** Task to complete **
Go through the material line by line and copy each one with the word "player".
(Supplied information Opens)
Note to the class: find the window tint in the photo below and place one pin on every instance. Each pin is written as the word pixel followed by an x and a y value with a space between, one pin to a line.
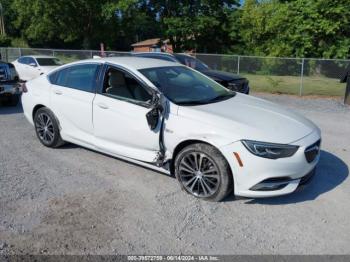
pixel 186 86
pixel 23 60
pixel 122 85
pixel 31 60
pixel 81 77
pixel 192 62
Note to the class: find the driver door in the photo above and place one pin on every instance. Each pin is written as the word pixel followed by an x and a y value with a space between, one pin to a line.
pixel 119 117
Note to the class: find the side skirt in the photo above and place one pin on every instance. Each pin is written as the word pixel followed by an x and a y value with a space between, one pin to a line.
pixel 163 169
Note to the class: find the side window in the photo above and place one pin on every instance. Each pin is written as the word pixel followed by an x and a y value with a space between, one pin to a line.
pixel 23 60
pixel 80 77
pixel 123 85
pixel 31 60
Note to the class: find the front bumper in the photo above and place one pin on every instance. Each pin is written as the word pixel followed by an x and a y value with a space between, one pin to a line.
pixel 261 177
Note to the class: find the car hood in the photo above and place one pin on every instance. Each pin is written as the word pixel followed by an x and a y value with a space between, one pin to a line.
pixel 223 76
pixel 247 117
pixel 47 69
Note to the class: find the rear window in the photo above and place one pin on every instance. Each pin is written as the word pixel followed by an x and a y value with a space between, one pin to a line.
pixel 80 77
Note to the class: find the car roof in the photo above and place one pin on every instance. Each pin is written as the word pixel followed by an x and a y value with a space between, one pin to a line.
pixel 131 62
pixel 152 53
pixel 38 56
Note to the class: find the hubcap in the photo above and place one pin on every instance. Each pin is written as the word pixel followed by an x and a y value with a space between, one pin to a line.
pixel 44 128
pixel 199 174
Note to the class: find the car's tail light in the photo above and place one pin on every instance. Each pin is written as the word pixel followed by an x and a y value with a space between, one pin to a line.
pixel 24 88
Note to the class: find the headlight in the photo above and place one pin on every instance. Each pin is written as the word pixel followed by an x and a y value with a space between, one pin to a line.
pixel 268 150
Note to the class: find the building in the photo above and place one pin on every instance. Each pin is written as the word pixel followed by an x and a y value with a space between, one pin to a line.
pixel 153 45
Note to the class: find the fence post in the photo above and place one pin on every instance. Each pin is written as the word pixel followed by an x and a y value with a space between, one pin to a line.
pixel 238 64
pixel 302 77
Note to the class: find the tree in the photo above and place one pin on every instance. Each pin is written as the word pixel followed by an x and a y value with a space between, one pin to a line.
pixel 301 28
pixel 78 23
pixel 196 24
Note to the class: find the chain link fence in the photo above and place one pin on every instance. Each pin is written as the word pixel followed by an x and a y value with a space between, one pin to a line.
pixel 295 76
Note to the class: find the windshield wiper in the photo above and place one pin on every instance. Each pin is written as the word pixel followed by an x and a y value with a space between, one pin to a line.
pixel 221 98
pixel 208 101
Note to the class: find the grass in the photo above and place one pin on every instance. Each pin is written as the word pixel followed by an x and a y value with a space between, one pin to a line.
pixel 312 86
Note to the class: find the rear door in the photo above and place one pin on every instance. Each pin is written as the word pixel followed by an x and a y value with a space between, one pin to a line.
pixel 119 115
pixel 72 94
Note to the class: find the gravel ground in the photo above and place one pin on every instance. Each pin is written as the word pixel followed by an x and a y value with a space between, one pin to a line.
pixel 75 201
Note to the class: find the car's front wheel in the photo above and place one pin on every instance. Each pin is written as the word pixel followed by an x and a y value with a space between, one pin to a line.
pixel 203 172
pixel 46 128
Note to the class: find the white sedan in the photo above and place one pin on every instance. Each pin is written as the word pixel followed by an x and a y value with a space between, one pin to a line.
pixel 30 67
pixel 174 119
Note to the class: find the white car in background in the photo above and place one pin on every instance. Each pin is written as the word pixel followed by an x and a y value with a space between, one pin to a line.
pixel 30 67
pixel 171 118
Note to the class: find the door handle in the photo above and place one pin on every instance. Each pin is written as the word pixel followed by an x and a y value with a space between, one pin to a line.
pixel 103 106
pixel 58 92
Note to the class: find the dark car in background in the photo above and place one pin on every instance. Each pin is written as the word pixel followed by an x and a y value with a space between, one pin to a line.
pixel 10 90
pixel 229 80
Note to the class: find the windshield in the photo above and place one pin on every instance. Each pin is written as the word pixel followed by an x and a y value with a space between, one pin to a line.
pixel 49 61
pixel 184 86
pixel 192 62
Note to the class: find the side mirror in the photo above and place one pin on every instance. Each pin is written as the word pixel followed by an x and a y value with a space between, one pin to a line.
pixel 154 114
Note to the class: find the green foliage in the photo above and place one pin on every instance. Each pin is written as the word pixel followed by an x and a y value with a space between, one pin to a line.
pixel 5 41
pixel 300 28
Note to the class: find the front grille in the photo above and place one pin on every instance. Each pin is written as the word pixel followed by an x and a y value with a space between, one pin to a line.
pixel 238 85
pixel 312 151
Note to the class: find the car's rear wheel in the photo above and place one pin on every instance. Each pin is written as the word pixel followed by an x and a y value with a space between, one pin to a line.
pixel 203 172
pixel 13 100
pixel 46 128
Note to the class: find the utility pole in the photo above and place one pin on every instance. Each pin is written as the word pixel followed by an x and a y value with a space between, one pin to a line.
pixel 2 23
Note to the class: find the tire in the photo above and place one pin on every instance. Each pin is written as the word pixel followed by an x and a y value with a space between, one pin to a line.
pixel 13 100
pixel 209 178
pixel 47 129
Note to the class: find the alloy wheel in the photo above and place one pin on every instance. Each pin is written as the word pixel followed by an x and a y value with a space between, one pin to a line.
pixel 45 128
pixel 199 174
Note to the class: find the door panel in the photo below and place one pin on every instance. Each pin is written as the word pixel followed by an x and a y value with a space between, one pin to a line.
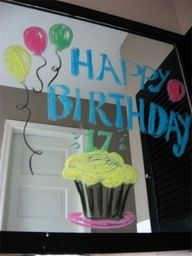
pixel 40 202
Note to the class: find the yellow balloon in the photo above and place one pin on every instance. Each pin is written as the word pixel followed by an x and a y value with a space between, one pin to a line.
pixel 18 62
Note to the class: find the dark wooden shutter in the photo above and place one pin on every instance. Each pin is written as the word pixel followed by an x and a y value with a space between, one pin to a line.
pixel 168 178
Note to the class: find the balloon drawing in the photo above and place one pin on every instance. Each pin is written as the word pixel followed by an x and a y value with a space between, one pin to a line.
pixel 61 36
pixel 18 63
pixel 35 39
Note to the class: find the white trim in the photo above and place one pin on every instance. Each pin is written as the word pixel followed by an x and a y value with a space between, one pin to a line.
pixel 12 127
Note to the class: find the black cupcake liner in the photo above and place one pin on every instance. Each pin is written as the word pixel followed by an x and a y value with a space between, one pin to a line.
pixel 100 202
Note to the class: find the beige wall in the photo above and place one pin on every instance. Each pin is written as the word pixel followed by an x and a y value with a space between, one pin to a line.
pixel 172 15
(Supplied information Closes)
(Supplied information Opens)
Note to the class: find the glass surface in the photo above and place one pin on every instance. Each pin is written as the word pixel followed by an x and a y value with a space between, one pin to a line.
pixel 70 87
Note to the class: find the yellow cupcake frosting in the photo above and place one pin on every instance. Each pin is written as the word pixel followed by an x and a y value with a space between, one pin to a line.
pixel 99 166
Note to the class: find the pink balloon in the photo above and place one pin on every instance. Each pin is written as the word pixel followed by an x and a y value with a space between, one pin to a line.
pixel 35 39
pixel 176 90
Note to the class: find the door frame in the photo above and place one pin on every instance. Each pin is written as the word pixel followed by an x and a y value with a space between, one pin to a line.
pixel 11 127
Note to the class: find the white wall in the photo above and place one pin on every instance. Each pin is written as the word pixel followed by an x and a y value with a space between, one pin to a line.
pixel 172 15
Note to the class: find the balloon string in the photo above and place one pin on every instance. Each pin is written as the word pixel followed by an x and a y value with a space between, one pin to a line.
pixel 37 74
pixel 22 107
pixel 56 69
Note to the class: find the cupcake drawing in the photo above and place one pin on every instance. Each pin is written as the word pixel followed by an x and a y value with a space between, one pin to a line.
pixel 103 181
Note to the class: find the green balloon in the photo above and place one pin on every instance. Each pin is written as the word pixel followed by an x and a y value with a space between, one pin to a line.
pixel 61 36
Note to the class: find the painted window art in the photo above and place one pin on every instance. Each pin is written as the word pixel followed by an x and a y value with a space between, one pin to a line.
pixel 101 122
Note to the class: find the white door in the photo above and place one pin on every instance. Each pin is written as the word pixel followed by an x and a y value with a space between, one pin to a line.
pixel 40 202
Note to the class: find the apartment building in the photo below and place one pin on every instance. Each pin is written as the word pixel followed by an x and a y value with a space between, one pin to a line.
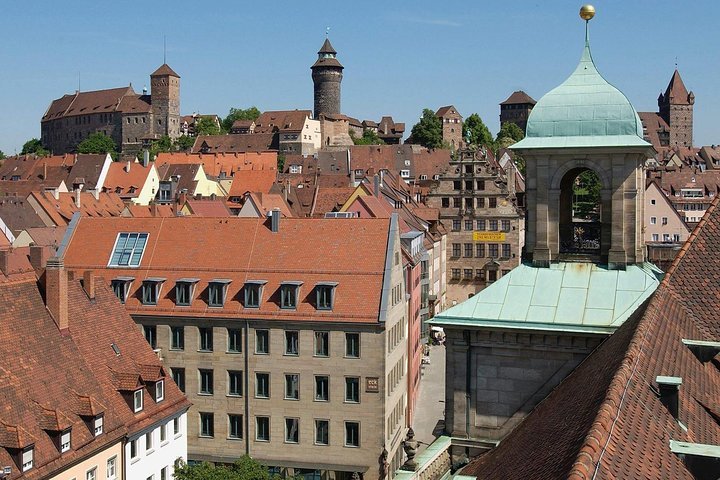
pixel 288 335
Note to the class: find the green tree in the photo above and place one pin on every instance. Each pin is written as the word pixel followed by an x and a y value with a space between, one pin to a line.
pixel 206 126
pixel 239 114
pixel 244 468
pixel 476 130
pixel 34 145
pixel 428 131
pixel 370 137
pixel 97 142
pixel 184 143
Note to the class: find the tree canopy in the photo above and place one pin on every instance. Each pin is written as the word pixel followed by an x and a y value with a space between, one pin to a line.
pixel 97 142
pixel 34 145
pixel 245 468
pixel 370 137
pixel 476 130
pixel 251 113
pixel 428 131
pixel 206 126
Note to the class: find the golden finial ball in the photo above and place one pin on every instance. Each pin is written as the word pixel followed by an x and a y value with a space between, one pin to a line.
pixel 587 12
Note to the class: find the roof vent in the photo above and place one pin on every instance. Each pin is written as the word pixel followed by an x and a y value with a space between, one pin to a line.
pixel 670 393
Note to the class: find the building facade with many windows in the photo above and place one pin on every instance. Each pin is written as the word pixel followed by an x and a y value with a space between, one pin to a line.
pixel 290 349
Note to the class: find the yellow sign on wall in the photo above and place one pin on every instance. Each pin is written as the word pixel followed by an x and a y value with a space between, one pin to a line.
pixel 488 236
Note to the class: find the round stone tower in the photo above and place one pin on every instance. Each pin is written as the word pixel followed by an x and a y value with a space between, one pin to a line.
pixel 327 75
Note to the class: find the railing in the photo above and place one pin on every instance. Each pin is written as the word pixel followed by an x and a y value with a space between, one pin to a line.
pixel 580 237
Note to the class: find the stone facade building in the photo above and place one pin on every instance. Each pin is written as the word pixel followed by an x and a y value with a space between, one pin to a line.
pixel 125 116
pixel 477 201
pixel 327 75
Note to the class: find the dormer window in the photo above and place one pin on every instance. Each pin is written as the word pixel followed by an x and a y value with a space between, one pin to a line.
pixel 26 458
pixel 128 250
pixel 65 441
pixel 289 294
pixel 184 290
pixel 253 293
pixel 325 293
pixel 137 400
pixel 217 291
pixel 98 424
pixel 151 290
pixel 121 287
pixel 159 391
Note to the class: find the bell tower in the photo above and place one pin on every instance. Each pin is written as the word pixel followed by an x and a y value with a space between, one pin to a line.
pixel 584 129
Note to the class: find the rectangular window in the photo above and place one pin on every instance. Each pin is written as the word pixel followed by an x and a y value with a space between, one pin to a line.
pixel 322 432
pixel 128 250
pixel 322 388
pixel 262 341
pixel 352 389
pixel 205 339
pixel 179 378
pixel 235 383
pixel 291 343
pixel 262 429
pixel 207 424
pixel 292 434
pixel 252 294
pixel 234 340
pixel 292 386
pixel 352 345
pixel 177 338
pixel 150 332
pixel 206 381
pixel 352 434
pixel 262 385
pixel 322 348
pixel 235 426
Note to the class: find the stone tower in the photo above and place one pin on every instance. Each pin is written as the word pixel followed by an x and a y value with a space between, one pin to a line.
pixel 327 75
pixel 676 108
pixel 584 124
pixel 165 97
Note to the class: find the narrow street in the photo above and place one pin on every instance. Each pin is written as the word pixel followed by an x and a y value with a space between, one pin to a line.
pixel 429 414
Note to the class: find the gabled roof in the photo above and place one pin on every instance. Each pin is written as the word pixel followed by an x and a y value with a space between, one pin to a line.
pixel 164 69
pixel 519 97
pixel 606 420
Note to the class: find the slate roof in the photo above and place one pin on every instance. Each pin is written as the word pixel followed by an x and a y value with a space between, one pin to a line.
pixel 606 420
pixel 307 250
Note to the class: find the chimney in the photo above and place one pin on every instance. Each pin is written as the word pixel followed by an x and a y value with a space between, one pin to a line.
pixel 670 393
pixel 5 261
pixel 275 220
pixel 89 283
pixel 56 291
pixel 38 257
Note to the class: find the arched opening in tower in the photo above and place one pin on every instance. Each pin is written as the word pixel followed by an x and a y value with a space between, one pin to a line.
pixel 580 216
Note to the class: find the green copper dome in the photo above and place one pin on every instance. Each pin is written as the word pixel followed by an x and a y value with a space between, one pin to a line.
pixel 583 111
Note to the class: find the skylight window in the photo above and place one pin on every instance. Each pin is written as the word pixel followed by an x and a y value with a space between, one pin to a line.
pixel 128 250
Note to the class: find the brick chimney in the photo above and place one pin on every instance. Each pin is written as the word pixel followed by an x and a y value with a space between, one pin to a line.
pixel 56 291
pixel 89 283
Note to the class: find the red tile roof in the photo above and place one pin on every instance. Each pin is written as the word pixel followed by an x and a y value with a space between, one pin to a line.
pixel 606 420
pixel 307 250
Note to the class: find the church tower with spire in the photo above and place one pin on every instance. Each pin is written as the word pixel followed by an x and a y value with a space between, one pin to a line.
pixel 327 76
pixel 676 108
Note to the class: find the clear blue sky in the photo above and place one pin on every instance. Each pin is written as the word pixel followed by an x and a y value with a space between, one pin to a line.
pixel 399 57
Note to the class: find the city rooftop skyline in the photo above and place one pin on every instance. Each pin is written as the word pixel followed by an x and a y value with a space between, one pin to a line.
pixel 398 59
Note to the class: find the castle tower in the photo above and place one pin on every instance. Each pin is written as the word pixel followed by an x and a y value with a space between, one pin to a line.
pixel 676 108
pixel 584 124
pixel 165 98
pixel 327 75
(Supplied information Closes)
(Supplied information Opens)
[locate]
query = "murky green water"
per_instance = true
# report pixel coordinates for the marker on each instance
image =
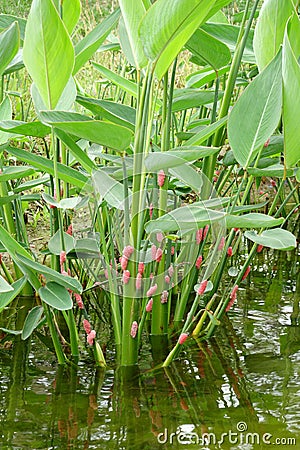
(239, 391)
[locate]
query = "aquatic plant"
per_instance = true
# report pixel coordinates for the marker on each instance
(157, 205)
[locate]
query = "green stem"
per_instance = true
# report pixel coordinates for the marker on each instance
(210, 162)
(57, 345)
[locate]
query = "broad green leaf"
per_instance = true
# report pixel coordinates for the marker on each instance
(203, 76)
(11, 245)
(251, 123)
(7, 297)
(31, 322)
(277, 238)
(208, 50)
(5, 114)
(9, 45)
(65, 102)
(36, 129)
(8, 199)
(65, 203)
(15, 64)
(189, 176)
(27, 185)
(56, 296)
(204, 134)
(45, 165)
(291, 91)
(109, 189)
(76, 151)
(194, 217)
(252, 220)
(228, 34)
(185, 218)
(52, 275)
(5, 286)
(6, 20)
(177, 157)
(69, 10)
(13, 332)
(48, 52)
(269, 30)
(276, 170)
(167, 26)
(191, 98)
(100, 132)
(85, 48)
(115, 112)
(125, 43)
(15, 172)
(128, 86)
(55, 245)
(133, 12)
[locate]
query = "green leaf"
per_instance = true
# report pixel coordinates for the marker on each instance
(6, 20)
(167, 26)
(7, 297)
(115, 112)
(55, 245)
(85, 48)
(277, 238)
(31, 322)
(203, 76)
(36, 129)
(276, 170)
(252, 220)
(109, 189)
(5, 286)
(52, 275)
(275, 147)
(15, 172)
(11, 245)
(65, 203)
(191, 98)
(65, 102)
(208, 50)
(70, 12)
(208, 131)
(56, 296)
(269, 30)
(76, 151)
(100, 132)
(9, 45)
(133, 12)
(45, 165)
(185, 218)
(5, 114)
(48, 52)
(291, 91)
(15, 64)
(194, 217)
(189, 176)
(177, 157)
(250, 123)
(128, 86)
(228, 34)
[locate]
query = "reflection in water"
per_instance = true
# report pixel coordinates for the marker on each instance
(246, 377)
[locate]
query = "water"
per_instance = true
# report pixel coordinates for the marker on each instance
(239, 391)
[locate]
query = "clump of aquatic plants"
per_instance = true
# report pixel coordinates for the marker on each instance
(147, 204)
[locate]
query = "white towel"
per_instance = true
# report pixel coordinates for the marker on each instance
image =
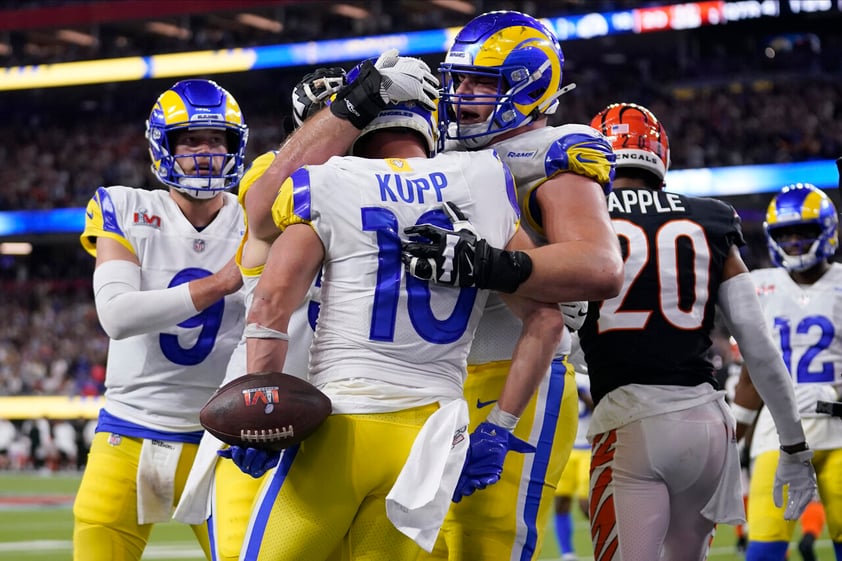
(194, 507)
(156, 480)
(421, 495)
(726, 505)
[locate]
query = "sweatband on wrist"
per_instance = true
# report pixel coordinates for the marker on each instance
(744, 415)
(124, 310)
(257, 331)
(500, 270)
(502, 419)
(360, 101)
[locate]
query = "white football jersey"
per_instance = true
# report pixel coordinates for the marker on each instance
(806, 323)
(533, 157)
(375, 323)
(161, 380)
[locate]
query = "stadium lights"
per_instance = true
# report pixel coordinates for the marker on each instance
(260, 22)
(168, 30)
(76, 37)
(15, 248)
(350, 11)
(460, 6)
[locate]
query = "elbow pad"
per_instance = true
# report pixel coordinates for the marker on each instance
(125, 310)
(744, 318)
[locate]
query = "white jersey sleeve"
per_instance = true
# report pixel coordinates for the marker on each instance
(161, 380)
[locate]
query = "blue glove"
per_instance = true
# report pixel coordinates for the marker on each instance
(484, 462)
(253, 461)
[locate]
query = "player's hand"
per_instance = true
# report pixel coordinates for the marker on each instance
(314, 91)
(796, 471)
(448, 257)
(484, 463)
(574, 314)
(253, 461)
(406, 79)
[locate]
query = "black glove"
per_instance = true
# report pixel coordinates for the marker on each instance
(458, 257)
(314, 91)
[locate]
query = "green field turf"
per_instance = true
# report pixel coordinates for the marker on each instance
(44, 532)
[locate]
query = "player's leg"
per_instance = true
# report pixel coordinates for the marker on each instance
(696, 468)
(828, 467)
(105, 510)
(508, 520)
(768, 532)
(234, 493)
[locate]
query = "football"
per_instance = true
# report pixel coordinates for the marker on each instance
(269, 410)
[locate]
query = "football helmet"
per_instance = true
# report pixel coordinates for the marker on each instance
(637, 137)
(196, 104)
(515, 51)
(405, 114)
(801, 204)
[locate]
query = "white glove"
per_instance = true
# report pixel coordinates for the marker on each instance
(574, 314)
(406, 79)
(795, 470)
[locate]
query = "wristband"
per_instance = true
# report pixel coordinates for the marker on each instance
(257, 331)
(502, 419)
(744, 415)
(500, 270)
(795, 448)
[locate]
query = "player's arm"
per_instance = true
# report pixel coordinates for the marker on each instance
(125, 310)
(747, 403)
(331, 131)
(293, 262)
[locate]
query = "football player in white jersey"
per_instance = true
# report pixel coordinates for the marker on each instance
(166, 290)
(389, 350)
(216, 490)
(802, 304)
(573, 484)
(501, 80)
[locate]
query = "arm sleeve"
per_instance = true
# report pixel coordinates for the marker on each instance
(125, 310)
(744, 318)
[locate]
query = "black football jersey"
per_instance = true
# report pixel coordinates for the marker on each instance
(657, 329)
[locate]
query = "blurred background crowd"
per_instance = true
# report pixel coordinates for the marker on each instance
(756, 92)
(Supplied information Closes)
** Written solution **
query = "player's hand"
query = "player's leg"
query = "player's arm"
query = "football player in white jersey"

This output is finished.